**What the task asks**
Ignoring the pictures, copy the data exactly.

**Provided information**
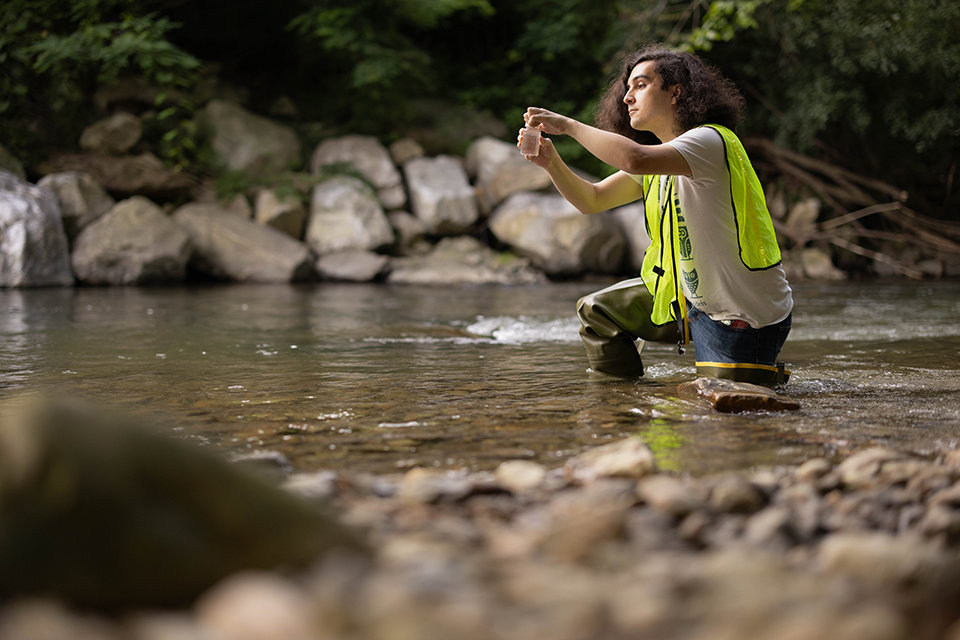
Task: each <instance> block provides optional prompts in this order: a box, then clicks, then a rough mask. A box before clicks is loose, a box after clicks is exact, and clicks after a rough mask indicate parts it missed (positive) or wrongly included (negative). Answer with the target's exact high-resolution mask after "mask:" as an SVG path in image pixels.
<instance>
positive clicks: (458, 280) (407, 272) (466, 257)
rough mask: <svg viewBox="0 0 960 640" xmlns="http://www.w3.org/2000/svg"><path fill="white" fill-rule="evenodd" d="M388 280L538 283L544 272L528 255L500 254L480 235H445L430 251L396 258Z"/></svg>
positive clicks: (494, 283)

**Answer to this problem**
Task: each <instance> block provides optional prompts in this order: a box, then clicks, then a rough mask. A box before clicks is loose, a box after clicks is exact, and clicks after a rough mask indicate parts it missed (positive) or wrongly included (negative). Answer with the target's exact high-resolution mask after "mask:" as an SVG path in image pixels.
<instance>
positive clicks: (458, 280) (407, 272) (466, 257)
rough mask: <svg viewBox="0 0 960 640" xmlns="http://www.w3.org/2000/svg"><path fill="white" fill-rule="evenodd" d="M388 280L538 283L544 272L528 255L500 254L480 235H445L430 251L396 258Z"/></svg>
positive clicks: (494, 283)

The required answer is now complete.